• _Data for this exercise_:

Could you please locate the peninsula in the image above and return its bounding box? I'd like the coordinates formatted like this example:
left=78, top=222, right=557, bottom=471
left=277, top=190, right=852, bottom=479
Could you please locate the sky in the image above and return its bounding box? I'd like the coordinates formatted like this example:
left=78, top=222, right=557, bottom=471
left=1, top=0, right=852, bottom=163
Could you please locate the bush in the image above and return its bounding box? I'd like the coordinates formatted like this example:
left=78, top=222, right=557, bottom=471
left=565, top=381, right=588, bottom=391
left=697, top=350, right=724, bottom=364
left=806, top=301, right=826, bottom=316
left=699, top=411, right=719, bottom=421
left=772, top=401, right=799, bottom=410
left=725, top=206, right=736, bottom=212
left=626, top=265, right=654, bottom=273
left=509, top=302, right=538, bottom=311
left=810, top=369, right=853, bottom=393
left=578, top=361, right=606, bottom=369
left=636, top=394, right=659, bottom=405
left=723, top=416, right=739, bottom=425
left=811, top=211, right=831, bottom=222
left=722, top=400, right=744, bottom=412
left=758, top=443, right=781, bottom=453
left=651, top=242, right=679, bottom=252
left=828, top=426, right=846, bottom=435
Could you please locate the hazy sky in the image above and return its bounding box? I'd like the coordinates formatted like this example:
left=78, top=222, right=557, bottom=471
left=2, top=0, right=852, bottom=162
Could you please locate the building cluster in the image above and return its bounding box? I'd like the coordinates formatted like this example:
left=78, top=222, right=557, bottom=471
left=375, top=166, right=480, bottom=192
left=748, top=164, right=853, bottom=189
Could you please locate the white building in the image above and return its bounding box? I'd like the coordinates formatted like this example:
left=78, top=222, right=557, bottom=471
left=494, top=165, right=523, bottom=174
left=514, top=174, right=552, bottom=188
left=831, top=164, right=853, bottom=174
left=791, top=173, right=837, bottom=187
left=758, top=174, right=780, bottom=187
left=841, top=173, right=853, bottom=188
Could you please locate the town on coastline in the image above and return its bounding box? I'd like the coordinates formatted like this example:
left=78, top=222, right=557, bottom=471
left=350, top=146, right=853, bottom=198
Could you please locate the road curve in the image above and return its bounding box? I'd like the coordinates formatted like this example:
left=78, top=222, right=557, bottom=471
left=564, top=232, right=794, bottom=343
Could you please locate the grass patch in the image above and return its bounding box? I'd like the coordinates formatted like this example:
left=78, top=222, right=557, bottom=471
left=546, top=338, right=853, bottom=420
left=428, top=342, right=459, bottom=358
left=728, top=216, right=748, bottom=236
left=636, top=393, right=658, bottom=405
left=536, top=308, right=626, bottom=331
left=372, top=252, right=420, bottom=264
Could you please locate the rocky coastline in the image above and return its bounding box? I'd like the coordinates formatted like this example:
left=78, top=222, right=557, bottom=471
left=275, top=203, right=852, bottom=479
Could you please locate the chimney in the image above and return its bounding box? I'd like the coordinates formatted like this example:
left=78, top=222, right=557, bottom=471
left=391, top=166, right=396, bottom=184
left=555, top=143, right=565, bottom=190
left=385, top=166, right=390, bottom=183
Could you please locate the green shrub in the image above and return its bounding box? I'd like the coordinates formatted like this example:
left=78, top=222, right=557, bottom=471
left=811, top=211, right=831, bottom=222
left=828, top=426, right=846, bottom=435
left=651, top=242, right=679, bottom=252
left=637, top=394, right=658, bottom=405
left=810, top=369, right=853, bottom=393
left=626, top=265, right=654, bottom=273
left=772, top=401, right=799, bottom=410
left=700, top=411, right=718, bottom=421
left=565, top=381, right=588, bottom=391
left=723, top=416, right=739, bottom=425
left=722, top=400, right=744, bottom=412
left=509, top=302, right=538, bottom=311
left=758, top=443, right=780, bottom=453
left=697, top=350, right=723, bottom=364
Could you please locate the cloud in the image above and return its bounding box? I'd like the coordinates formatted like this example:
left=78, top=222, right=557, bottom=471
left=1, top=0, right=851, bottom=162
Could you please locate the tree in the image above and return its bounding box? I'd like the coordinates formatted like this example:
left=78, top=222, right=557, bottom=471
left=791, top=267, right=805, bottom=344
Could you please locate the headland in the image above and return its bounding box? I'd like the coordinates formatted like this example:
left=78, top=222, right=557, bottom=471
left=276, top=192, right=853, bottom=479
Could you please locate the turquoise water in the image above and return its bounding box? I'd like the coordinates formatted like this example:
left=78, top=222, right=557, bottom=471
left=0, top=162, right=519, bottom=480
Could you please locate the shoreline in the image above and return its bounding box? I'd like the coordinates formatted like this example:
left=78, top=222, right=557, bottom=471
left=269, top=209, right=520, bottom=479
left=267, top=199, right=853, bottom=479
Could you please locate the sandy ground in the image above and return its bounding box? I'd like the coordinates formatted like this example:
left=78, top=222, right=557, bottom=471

• _Work instruction_:
From the listing above, the lines starting with the one that has "Could you please locate the bush" and running through the one that has "Could you please locate the road" should be copied exactly, ends included.

• _Written solution_:
Could you please locate the bush in the image above and return its bounding box? I'd like the coordinates formatted like this example:
left=78, top=222, right=557, bottom=471
left=565, top=381, right=588, bottom=391
left=697, top=350, right=724, bottom=364
left=806, top=301, right=826, bottom=316
left=699, top=411, right=719, bottom=421
left=772, top=401, right=799, bottom=410
left=725, top=206, right=736, bottom=212
left=626, top=265, right=654, bottom=273
left=509, top=302, right=538, bottom=311
left=810, top=369, right=853, bottom=393
left=578, top=361, right=606, bottom=369
left=636, top=394, right=659, bottom=405
left=723, top=416, right=739, bottom=425
left=811, top=211, right=831, bottom=222
left=722, top=400, right=744, bottom=412
left=758, top=443, right=781, bottom=453
left=651, top=242, right=679, bottom=252
left=828, top=426, right=846, bottom=435
Could you please locate the hazy sky in the image above and return its bounding box? I'd like the coordinates formatted like this example:
left=78, top=222, right=557, bottom=471
left=2, top=0, right=852, bottom=162
Could you please locate the building cluster in the image above and return its bounding box? I'd like the coordinates formatted like this example:
left=78, top=222, right=557, bottom=471
left=375, top=166, right=480, bottom=192
left=748, top=164, right=853, bottom=189
Could you please locate the white building in the image above and return its bounding box? I'd like the coordinates formatted like this example:
left=78, top=222, right=557, bottom=471
left=494, top=165, right=523, bottom=174
left=514, top=174, right=552, bottom=188
left=831, top=164, right=853, bottom=174
left=791, top=173, right=837, bottom=187
left=758, top=174, right=780, bottom=187
left=841, top=173, right=853, bottom=188
Could you please locate the town on coastline in the image above and return its bounding box? I'd like the coordinates formatted like this example:
left=78, top=222, right=557, bottom=471
left=350, top=146, right=853, bottom=198
Could you please locate the road curve in the image above and return its bounding box? I'd like the coordinates formatted like this example:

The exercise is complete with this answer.